EXTRAIT DU DOCUMENT:
= = = = = = =

Vue depuis son compte Instagram, la vie de Candice, trentenaire travaillant dans les RP, ressemble à une fête aux miroitements tropéziens. Mer bleu azur, soleil omniprésent, jeunes gens impeccablement bronzés s’affichant, un verre de champagne à la main, dans des poses glamour ultra-décontractées : sous les hashtags #happy, #sunglasses ou #sunrise, cet hédonisme décomplexé produit un sentiment bluffant d’intensité existentielle. A côté, vos photos paraissent désespérément tristes, et votre ficus, affreusement délavé.
Pourtant, cette débauche de perfection graphique qui s’affiche à longueur de clichés n’est pas le fruit du hasard. « Je prends énormément de photos avec le selfie stick qu’on m’a offert récemment, et j’effectue une sélection très pointue, raconte Candice. Chaque cliché doit impérativement me mettre en valeur, car le Web archive tout, et vous pouvez voir ressurgir de vieux dossiers embarrassants des années après. Ensuite, j’utilise un certain nombre de filtres pour améliorer la qualité de l’image. Si je veux renforcer l’intensité des couleurs, j’opte pour X-Pro, Lark ou Juno. Pour rendre les blancs plus éclatants, je prends Amaro. Je me sers également d’un logiciel de floutage des contours, qui permet de masquer les bouteilles au premier plan et de faire ressortir les gens au centre. » A ce niveau d’interventionnisme esthétique, on peut se demander si Candice ne serait pas plutôt devenue, à l’instar de nombreuses personnes, la directrice artistique de sa propre vie.

= = = = = = =

EXTRAITS DES ENTRÉES:
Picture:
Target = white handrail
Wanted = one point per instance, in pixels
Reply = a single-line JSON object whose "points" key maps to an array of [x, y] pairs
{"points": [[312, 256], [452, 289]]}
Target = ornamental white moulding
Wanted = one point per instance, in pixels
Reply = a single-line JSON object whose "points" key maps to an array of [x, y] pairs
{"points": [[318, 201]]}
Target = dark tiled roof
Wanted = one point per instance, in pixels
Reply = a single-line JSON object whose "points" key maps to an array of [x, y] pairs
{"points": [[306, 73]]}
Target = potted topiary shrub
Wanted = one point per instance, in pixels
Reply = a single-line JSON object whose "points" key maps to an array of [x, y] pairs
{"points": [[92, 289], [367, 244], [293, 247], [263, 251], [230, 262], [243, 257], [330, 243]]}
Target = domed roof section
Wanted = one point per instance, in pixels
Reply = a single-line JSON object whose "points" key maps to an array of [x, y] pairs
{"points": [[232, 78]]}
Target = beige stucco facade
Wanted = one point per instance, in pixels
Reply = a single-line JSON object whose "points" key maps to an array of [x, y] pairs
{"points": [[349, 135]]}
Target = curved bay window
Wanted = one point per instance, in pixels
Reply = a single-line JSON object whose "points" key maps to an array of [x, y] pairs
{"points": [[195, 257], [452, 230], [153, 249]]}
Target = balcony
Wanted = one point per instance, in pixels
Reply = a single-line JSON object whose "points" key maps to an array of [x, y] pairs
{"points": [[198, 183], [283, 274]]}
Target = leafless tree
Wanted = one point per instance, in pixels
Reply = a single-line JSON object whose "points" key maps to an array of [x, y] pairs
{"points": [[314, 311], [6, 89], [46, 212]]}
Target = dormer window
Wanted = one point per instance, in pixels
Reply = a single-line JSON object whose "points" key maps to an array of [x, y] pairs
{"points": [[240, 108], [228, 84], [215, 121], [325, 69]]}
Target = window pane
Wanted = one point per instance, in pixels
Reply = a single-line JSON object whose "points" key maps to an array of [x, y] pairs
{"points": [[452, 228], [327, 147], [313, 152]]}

= = = = = = =

CONSIGNE:
Reproduisez tel quel le passage de l'article sur Instagram, depuis « Vue depuis son » jusqu'à « ficus, affreusement délavé. » inclus. Les entrées forment un matériau distinct du texte.

CORRIGÉ:
Vue depuis son compte Instagram, la vie de Candice, trentenaire travaillant dans les RP, ressemble à une fête aux miroitements tropéziens. Mer bleu azur, soleil omniprésent, jeunes gens impeccablement bronzés s’affichant, un verre de champagne à la main, dans des poses glamour ultra-décontractées : sous les hashtags #happy, #sunglasses ou #sunrise, cet hédonisme décomplexé produit un sentiment bluffant d’intensité existentielle. A côté, vos photos paraissent désespérément tristes, et votre ficus, affreusement délavé.